- _WHAT IS BEING ASKED_
Locate each line of the data below that contains the string "glasses" and copy those lines out.

- _PROVIDED RECORDS_
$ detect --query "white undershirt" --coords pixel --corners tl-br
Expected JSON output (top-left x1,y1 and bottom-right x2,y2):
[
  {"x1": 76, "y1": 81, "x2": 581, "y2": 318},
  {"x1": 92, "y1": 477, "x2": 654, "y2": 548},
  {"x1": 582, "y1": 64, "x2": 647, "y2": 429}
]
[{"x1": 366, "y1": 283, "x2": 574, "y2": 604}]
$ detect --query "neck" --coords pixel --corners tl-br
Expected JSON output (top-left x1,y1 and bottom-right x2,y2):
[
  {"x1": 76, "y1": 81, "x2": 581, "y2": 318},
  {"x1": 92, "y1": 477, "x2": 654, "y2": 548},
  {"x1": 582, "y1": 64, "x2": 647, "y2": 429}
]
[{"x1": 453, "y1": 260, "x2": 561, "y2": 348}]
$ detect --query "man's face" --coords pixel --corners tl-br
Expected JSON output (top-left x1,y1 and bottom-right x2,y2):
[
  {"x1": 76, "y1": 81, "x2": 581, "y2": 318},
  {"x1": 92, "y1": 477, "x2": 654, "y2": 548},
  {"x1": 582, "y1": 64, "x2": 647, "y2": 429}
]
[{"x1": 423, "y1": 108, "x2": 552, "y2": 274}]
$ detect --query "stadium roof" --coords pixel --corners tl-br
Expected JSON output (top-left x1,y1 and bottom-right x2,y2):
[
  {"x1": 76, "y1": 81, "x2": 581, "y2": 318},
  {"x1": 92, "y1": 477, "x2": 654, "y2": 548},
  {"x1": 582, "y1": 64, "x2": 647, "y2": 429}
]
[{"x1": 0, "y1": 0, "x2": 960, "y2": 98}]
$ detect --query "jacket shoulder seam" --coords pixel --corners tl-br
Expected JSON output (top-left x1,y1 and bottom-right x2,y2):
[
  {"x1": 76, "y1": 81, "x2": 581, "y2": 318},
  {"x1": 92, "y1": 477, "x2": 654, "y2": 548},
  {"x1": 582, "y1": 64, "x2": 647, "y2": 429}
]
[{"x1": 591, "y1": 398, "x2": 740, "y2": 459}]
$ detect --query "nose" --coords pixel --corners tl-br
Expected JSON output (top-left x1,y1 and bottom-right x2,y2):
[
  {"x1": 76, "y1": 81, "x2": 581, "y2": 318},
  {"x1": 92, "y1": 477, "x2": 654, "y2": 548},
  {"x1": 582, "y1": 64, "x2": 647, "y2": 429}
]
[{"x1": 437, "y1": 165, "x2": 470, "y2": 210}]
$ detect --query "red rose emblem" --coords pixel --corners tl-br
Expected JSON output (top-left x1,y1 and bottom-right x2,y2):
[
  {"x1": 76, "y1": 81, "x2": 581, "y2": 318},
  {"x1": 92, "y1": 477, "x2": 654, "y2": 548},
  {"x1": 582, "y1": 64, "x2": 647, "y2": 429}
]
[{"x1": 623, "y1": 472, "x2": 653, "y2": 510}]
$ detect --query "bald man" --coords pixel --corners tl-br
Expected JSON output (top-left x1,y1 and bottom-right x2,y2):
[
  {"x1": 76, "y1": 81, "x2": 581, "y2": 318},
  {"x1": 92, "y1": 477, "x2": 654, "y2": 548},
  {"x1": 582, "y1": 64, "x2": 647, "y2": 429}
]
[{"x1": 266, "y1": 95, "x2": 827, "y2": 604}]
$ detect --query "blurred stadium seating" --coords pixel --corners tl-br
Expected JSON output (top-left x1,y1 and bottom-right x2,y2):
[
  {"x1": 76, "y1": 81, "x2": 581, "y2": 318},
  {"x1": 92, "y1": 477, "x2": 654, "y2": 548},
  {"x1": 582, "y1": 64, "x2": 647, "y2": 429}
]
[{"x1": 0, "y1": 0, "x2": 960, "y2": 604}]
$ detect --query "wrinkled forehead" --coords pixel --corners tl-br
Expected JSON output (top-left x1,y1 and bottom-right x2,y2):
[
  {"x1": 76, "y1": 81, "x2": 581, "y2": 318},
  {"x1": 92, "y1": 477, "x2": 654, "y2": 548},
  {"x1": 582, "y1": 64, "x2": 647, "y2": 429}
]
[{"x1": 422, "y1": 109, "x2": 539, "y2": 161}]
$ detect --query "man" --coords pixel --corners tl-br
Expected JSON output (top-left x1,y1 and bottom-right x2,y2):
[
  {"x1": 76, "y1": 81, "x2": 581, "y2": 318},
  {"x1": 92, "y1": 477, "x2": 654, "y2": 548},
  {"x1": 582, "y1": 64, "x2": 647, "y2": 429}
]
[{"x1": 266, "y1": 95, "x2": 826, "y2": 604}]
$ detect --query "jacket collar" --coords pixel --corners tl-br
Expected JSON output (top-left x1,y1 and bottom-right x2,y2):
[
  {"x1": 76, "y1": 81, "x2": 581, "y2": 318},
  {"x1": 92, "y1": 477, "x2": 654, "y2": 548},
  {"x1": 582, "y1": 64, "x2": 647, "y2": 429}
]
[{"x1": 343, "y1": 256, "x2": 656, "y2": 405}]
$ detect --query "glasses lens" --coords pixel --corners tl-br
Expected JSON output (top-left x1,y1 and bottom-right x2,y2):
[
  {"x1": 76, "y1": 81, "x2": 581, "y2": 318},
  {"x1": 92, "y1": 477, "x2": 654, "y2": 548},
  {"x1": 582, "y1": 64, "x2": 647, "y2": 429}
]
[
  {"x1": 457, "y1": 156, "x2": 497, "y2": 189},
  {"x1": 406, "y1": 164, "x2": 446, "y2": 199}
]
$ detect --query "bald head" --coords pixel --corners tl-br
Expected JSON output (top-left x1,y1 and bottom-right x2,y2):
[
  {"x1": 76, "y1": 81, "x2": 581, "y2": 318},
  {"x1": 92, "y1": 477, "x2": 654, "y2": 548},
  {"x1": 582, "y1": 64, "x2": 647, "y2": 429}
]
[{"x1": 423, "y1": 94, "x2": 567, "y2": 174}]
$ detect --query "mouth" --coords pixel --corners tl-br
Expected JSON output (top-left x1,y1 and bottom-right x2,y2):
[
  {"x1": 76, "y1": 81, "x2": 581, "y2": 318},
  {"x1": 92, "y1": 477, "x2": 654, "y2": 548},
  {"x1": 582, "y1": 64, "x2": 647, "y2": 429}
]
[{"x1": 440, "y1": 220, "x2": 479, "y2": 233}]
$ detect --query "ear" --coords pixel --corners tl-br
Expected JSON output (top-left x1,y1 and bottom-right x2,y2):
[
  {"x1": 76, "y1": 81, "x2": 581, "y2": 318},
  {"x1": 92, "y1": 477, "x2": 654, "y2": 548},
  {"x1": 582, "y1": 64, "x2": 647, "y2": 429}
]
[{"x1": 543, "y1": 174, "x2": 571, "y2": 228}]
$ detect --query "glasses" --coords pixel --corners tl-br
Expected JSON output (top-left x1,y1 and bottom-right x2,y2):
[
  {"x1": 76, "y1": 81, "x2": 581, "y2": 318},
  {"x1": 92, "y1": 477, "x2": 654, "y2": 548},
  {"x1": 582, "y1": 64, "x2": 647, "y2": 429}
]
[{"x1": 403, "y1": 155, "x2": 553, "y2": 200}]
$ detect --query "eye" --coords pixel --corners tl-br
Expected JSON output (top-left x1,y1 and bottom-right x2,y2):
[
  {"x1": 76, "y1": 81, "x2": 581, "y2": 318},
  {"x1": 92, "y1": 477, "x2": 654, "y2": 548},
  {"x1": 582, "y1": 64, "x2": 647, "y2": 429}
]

...

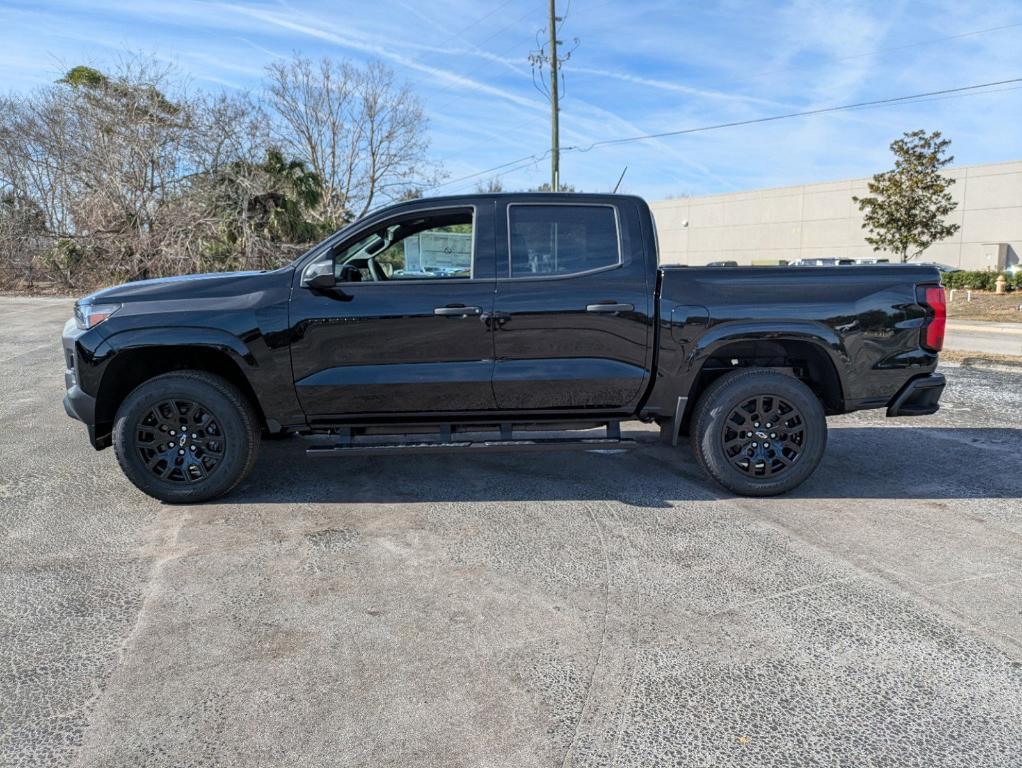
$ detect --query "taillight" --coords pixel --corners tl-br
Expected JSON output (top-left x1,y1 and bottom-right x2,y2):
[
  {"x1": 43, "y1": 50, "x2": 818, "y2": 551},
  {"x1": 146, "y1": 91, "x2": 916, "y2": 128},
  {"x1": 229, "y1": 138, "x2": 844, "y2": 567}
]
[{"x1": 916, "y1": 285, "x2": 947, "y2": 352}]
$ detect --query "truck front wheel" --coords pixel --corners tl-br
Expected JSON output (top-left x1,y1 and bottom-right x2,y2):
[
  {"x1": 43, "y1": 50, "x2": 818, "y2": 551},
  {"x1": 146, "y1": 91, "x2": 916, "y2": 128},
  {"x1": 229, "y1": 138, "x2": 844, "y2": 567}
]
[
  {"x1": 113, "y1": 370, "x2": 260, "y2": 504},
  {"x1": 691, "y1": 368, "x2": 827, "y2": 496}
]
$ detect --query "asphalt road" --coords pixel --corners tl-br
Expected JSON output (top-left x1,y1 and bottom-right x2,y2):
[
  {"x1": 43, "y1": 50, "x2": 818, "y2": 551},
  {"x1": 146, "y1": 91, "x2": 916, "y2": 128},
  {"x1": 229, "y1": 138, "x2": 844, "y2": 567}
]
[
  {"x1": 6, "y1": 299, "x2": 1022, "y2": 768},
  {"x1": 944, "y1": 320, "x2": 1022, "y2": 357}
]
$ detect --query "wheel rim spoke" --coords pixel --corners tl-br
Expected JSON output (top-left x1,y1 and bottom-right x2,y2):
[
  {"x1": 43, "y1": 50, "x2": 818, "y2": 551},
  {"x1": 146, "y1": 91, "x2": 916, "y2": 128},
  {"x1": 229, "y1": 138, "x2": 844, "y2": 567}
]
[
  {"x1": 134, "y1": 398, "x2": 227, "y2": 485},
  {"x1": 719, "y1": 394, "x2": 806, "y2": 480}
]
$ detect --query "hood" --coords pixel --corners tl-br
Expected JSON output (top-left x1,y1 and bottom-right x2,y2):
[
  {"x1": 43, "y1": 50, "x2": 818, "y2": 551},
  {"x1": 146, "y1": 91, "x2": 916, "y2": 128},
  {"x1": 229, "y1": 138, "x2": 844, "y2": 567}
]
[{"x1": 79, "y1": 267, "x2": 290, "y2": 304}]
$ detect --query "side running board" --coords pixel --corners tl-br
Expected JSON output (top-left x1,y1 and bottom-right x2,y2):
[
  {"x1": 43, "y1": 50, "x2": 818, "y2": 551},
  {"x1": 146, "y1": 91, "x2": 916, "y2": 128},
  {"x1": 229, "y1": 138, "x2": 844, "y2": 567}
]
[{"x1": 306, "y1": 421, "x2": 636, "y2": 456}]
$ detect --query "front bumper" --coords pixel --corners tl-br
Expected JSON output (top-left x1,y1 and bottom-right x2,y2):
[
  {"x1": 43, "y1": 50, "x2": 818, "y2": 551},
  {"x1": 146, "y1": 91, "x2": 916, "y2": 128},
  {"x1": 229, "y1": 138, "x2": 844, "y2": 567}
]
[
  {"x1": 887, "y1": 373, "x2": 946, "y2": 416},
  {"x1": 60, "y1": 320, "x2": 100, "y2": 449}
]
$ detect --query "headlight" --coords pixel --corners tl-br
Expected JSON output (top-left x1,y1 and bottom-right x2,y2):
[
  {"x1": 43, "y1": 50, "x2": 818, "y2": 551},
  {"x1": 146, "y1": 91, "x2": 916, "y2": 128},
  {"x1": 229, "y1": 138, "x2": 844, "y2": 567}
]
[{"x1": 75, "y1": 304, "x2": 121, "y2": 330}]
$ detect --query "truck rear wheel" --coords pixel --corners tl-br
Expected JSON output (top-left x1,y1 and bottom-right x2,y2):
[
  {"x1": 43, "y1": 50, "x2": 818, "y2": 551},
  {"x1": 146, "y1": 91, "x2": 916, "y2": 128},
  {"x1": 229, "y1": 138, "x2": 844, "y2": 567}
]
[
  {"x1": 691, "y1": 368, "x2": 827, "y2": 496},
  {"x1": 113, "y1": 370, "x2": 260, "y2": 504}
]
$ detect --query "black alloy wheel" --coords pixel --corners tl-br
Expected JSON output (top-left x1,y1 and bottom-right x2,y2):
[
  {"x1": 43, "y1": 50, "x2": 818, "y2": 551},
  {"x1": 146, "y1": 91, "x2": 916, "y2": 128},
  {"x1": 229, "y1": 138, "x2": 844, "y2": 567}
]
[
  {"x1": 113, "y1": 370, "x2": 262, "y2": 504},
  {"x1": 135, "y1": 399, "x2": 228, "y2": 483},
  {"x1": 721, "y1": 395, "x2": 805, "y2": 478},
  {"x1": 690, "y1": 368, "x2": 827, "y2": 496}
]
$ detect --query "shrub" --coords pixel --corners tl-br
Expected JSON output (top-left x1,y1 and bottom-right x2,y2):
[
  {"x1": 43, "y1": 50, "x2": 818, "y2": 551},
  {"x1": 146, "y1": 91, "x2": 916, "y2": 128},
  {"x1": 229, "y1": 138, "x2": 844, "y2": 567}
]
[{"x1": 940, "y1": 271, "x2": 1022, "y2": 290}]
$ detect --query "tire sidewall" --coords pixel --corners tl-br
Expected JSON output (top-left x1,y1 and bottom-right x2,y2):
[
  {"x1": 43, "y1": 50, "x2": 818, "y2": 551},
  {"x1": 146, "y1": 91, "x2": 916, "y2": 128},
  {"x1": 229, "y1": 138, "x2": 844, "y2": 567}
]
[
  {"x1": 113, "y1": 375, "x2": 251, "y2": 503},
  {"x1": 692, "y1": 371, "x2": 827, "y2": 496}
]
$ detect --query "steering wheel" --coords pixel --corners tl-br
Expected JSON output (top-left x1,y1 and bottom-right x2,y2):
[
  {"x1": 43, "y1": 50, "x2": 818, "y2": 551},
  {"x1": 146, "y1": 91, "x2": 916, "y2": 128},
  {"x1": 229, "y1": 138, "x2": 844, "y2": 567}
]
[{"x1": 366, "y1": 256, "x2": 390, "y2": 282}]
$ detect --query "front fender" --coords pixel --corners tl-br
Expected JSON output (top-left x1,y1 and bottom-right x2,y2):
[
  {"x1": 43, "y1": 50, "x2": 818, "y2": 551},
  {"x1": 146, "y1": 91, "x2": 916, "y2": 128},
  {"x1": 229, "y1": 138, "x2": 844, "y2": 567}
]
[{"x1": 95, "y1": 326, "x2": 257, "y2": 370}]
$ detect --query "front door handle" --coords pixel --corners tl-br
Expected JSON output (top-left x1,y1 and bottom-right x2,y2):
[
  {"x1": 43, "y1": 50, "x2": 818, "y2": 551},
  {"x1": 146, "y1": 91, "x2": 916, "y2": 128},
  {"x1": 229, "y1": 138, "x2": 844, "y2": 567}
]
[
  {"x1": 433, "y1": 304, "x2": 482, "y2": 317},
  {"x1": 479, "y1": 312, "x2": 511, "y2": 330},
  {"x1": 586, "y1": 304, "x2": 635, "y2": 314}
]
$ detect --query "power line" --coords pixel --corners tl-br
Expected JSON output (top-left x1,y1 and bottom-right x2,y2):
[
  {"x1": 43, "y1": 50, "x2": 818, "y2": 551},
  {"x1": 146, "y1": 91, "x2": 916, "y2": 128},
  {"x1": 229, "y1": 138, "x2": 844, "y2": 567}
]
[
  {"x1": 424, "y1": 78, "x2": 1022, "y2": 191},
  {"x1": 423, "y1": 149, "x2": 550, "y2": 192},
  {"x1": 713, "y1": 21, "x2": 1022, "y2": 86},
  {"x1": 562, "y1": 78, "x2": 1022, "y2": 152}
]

- _ANSWER TO THIS TASK_
$ detect --query "glasses lens" --coords pixel --corners tl-br
$ detect --query "glasses" --coords pixel --corners tl-br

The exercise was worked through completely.